**The exercise:**
Rewrite the lines below, changing every "thickest part" to "widest part" and leaving everything else unchanged.

────

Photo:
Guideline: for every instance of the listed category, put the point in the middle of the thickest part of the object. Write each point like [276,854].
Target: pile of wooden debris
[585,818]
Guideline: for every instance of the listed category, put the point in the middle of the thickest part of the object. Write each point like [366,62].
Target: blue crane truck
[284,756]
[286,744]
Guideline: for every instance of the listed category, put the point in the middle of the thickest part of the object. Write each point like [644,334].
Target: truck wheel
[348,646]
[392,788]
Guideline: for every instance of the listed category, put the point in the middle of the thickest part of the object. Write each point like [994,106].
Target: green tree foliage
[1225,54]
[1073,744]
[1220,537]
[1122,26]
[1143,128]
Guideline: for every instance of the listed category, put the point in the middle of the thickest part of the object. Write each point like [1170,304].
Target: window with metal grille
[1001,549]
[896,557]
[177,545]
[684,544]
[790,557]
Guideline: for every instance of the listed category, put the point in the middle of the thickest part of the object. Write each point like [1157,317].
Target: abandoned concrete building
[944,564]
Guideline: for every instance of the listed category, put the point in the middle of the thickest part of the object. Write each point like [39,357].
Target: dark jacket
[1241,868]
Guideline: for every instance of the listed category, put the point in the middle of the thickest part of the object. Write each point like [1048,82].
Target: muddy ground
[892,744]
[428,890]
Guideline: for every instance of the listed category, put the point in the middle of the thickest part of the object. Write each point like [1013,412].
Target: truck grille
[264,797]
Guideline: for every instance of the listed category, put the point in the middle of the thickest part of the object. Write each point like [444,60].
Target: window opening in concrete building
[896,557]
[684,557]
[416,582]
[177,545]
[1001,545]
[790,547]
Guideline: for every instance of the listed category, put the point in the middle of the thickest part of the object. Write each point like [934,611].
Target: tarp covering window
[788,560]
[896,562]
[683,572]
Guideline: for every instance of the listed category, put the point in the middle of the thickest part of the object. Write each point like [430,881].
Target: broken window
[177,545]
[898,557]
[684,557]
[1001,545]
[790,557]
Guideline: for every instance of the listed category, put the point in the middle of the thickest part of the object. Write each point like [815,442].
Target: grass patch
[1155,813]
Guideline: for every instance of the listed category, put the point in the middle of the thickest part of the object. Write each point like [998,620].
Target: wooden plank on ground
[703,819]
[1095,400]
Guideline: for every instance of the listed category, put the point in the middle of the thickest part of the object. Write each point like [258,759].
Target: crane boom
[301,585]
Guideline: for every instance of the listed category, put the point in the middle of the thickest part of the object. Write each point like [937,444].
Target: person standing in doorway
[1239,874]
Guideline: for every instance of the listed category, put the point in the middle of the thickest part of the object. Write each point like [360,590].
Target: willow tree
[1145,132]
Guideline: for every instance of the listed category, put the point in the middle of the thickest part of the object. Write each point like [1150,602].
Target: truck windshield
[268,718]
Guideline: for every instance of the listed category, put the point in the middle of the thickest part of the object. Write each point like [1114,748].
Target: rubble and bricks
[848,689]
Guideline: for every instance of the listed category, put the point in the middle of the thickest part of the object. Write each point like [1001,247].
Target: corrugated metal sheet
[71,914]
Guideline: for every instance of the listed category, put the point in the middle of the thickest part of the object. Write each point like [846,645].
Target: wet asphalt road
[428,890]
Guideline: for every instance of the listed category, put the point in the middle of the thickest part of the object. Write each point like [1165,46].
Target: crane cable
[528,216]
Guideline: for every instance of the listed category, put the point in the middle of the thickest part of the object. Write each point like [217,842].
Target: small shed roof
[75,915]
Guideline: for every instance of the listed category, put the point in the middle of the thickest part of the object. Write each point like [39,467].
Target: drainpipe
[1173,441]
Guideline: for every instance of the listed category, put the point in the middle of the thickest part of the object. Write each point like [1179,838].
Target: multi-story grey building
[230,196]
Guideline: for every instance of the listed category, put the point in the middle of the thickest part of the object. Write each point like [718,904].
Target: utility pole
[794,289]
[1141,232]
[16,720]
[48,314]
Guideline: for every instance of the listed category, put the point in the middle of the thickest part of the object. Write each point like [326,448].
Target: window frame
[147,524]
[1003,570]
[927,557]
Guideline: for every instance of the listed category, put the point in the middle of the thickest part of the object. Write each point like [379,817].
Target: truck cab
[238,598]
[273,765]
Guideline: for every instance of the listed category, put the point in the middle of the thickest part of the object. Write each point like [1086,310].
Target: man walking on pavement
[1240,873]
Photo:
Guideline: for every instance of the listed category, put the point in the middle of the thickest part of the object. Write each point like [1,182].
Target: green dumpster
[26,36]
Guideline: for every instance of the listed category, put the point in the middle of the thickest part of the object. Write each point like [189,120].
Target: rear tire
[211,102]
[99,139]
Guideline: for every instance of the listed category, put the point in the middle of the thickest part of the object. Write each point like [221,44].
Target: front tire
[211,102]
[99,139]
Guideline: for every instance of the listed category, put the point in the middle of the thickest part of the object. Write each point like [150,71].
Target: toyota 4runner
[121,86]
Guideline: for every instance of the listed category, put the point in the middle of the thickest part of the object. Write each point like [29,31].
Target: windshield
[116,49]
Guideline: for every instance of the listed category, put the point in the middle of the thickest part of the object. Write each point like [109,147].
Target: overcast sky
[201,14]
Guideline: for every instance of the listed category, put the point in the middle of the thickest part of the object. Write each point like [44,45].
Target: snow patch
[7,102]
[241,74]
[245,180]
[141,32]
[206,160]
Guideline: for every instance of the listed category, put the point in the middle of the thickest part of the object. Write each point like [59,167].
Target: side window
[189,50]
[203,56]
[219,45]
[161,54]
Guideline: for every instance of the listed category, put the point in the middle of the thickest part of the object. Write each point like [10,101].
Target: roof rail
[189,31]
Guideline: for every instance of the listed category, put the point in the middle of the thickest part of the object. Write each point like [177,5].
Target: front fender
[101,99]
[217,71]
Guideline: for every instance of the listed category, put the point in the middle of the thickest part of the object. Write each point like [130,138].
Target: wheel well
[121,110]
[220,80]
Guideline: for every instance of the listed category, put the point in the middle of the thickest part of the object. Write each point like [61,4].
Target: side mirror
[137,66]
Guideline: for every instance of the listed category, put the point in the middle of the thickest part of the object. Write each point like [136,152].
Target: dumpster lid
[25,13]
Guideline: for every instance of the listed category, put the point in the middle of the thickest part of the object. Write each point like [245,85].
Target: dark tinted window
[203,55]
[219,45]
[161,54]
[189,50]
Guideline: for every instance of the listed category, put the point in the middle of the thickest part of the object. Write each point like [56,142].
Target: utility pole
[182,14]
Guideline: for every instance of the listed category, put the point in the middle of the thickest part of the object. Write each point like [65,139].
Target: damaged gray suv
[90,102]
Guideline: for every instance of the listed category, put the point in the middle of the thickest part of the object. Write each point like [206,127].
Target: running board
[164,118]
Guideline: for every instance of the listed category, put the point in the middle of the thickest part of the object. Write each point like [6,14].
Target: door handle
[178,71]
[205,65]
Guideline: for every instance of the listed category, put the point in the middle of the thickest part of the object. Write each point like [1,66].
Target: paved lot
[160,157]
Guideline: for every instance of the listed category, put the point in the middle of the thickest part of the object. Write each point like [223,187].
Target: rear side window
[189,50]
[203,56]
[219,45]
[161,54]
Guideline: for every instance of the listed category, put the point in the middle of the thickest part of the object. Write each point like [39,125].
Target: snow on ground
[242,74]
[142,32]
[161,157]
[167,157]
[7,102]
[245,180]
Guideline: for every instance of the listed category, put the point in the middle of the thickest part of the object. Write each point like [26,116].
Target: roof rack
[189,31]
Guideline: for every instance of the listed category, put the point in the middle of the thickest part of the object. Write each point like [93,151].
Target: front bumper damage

────

**Written response:**
Photo:
Guideline: for every instance of the listed category, put the point in the middle of the widest part of the object. Write each point like [276,854].
Target: pile of wooden debris
[585,818]
Guideline: for every instance of the listed category, put the point in the middle of the widest part of the object. Write each point like [366,62].
Target: blue crane truck
[284,756]
[286,744]
Guideline: for every instance of the listed category, put the point in the middle of the widest part of the object. Write each point like [644,334].
Target: truck wheel
[348,646]
[392,788]
Guideline: for every instance of the listed category, put the point in the middle of the widest part of the object. Write each point like [994,106].
Target: green tree foliage
[1225,54]
[1073,744]
[1220,537]
[1122,26]
[1143,128]
Guideline: for every instance of the listed category, put the point in the middle of the widest part of the object. Write each point like [1170,304].
Target: window with metal grille
[1001,549]
[896,557]
[177,545]
[684,544]
[790,557]
Guideline: for every instance of the listed category, put the point in the middle of the widest part of the object. Write each point like [1157,317].
Target: abandoned concrete building
[944,564]
Guideline: for every instance of the listed category, put the point in the middle of the widest part of the object. Write each point like [39,357].
Target: dark jacket
[1241,868]
Guideline: for every instance of the listed category, put the point in the middle of the widest part of the object. Write each point like [1048,82].
Target: muddy ground
[892,744]
[428,890]
Guideline: for every instance of the listed category, put the point in the middle of the widest part of the object. Write each point like [1013,412].
Target: truck grille
[264,797]
Guideline: for every instance of the listed category, put the point in the middle of the widest part of the object. Write each point like [444,60].
Target: window opening in concrete building
[896,557]
[684,557]
[416,582]
[177,545]
[1001,545]
[790,547]
Guideline: for every instance of the listed category, put the point in the middle of the widest part of the object. Write each point like [934,611].
Target: tarp covering window
[788,560]
[896,562]
[683,572]
Guideline: for every instance of the listed category, put the point in the middle of the widest part of the object. Write each point like [430,881].
Target: broken window
[177,545]
[898,557]
[684,557]
[1001,545]
[790,557]
Guideline: for every instance of the listed category, put the point in the middle of the widest part of the object. Write each point like [815,442].
Target: grass patch
[1155,813]
Guideline: for every instance of the listed category, put the point in the middle of the widest part of the object. Write each point like [998,620].
Target: wooden plank on ground
[703,819]
[1095,400]
Guideline: for every instance of the listed category, put the point in the middle of the widest part of the object. Write each point like [258,759].
Target: crane boom
[301,585]
Guideline: for every instance of the listed category, put the point in the middle of the widest part of the object. Write each point like [937,444].
Target: person standing in doorway
[1239,874]
Guideline: for every instance of the listed category, put the point in the middle of the widest part of the object. Write each point like [360,590].
Target: willow tree
[1145,132]
Guideline: for every instance of the listed category, put the point in the middle of the widest part of the object. Write each point like [1150,602].
Target: truck windshield
[268,718]
Guideline: for every instance of the listed category, put the point in the middle of the widest part of the object. Write each point like [1114,748].
Target: rubble and bricks
[848,689]
Guideline: for every instance of the listed category, put the point in the middle of the widest part of the object. Write each point like [1001,247].
Target: corrugated metal sheet
[71,914]
Guideline: for every instance of the listed category, put the point in the middle of the widest part of the object. Write each point like [846,645].
Target: wet asphalt road
[428,890]
Guideline: for every instance of the listed category, put the point in the middle of the widest part of the object. Write each point like [1165,46].
Target: crane cable
[528,216]
Guideline: for every instance of the listed category, put the point in the middle of the widest part of the object. Write each point like [217,842].
Target: small shed roof
[75,915]
Guideline: for every instance of the listed category, put the point in the middle of the widest part of the object. Write each point like [39,467].
Target: drainpipe
[1173,441]
Guideline: for every instance of the listed category, put the point in the middle of the widest part of the object. Write each point like [1179,838].
Target: multi-story grey building
[230,196]
Guideline: for every instance of the listed category, put the point in the middle of the widest part of the object. Write each point like [718,904].
Target: utility pole
[794,289]
[1141,232]
[16,720]
[48,314]
Guideline: for every instance of the listed category, put the point in the middle of the widest part of the object. Write each point like [326,448].
Target: window frame
[147,524]
[1003,570]
[927,557]
Guideline: for every instance of the listed category, put the point in the middle of the widest part of the object. Write each point like [379,817].
Target: truck cab
[238,598]
[273,765]
Guideline: for every instance of the listed category, put the point in the middle of the widest part of the object. Write each point like [1086,310].
Target: man walking on pavement
[1240,873]
Photo:
Guideline: for every instance of the listed category, put the point in the middle of the widest part of the object. Write each point like [1,182].
Target: green dumpster
[26,36]
Guideline: for every instance of the listed category, put the point in the middle of the widest part of the object. Write each point like [189,120].
Target: rear tire
[211,102]
[99,139]
Guideline: for every instance of the listed category, put the point in the middle of the widest part of the object. Write each point like [221,44].
Target: front tire
[211,102]
[99,139]
Guideline: for every instance of the listed category, put the point in the middle of the widest part of the object. Write each point like [150,71].
Target: toyota 4runner
[121,86]
Guideline: for every instance of the listed category, put the point in the middle of the widest part of the object. Write each point like [29,31].
Target: windshield
[116,49]
Guideline: for every instance of the listed category, put the point in the middle of the widest part of the object. Write each point like [109,147].
Target: overcast sky
[201,14]
Guideline: for every instance of the listed category, put the point in the middle of the widest part of the object. Write each point like [44,45].
Target: snow patch
[7,102]
[241,74]
[245,180]
[141,32]
[206,160]
Guideline: for every instance of the listed category, put the point in the middle of the widest part of the object. Write each point like [59,167].
Target: side window
[189,50]
[203,56]
[219,45]
[161,54]
Guideline: for every instance of the listed category, put the point in the middle of the widest part of the object. Write each point like [10,101].
Target: roof rail
[189,31]
Guideline: for every instance of the listed category, put the point in the middle of the widest part of the object. Write each point like [177,5].
Target: front fender
[101,99]
[217,71]
Guideline: for every instance of the listed category, put the point in the middle of the widest part of the object. Write each point like [130,138].
Target: wheel well
[121,110]
[220,80]
Guideline: for every instance of the listed category, put the point in the middle of the widest part of the object. Write each point like [61,4].
Target: side mirror
[137,66]
Guideline: for every instance of the listed category, put the point in the middle of the widest part of the object. Write each point like [136,152].
Target: dumpster lid
[25,13]
Guideline: for every instance of the listed category, put the point in the middle of the widest part of the object. Write each point like [245,85].
Target: dark tinted window
[203,55]
[219,45]
[161,54]
[189,50]
Guideline: for every instance of the listed category, put the point in the middle of the widest part of the object. Write each point like [56,142].
Target: utility pole
[182,14]
Guideline: for every instance of the listed category, put the point in the middle of the widest part of the object. Write each point like [65,139].
Target: damaged gray suv
[90,102]
Guideline: for every instance of the listed category, put the point in the middle of the widest part of the object. Write each point like [206,127].
Target: running board
[164,118]
Guideline: for every instance of the listed category, put the point in the middle of the widest part of the object. Write each point like [6,14].
Target: door handle
[178,71]
[205,65]
Guideline: for every instance of the listed category, put the point in the middle of the widest part of the object. Write each point like [1,66].
Target: paved lot
[160,157]
Guideline: for every instance of the listed category, put the point in the middle of the widest part of the object. Write each point like [223,187].
Target: rear side window
[189,50]
[203,56]
[219,45]
[161,54]
Guideline: for every instance of the listed category, put the point in the middle of the widest part of the object. Write each point like [39,125].
Target: snow on ground
[242,74]
[142,32]
[161,157]
[167,157]
[7,102]
[245,180]
Guideline: for every instance of the listed category, put the point in the middle of the widest part of the object. Write each point like [26,116].
Target: roof rack
[189,31]
Guideline: for every instance of the listed category, put the point in the middle of the widest part of the object. Write each point like [93,151].
Target: front bumper damage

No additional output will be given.